• **What to work on**
The data that follows is to be copied exactly, with each image removed.
* * * * * * *
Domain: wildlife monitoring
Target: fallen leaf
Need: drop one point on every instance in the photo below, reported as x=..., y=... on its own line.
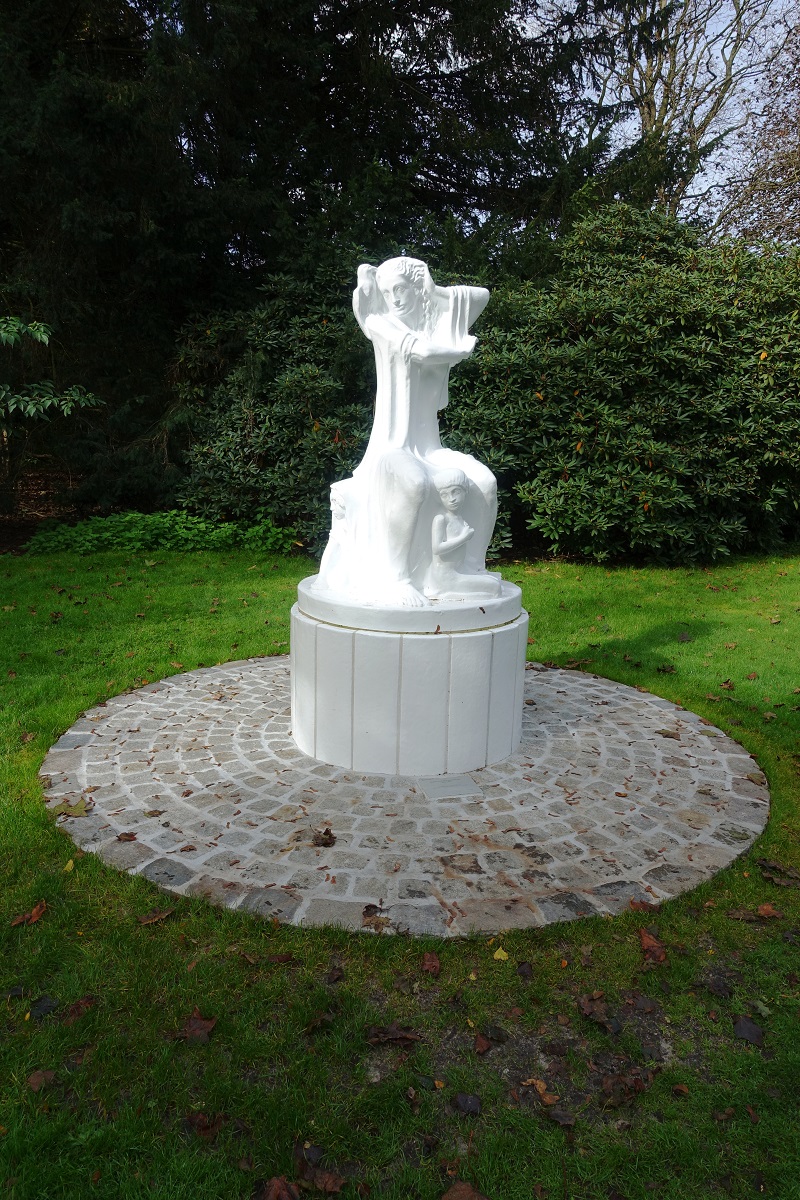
x=38, y=1079
x=80, y=1006
x=461, y=1191
x=30, y=918
x=196, y=1027
x=277, y=1188
x=596, y=1009
x=745, y=1029
x=307, y=1158
x=654, y=949
x=467, y=1104
x=204, y=1126
x=402, y=1035
x=79, y=809
x=563, y=1119
x=431, y=964
x=155, y=916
* * * * * * *
• **Exercise result**
Domain: wildlife monitoring
Target: fallen leaf
Need: drop one point on every instance in the photo below, reported as x=..., y=... on its own line.
x=38, y=1079
x=80, y=1006
x=461, y=1191
x=30, y=918
x=196, y=1027
x=277, y=1188
x=596, y=1009
x=745, y=1029
x=307, y=1158
x=654, y=949
x=467, y=1104
x=204, y=1126
x=402, y=1035
x=79, y=809
x=563, y=1119
x=431, y=964
x=155, y=916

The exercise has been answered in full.